What to produce: Among the entries that follow, tally the lines with the string "hand". Give no more than the number.

** Opening Excerpted records block **

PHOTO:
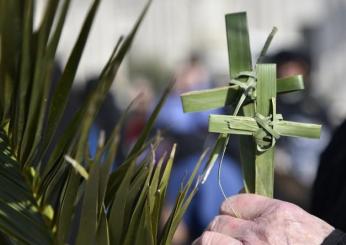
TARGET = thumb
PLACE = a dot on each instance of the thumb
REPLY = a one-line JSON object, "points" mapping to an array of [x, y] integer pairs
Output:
{"points": [[246, 206]]}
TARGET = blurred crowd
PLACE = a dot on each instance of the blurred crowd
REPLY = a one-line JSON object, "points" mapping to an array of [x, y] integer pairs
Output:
{"points": [[296, 159]]}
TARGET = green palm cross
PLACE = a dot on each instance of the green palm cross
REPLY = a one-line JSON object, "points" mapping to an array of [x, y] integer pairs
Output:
{"points": [[254, 91]]}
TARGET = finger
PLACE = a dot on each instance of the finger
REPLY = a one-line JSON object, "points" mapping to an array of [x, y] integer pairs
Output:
{"points": [[214, 238], [230, 226], [246, 206]]}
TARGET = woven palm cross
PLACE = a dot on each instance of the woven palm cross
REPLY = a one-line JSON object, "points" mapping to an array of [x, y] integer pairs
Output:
{"points": [[253, 90]]}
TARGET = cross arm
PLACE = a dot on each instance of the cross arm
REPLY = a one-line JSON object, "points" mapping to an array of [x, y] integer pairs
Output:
{"points": [[229, 95], [248, 126], [290, 84], [210, 98]]}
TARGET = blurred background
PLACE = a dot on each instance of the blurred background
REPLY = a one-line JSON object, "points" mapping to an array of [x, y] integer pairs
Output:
{"points": [[185, 41]]}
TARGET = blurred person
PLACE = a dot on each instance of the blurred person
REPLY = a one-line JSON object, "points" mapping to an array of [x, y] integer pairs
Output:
{"points": [[189, 130], [297, 158], [329, 191], [140, 112], [205, 205], [106, 118]]}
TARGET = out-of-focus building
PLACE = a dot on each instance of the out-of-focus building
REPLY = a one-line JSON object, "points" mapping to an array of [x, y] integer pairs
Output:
{"points": [[174, 29]]}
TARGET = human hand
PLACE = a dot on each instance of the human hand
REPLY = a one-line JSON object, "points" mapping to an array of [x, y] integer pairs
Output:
{"points": [[255, 220]]}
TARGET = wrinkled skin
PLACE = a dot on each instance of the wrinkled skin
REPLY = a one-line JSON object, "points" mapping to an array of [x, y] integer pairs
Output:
{"points": [[255, 220]]}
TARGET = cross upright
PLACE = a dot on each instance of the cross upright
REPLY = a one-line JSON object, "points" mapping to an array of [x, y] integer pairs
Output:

** Closing Excerpted records block **

Response: 2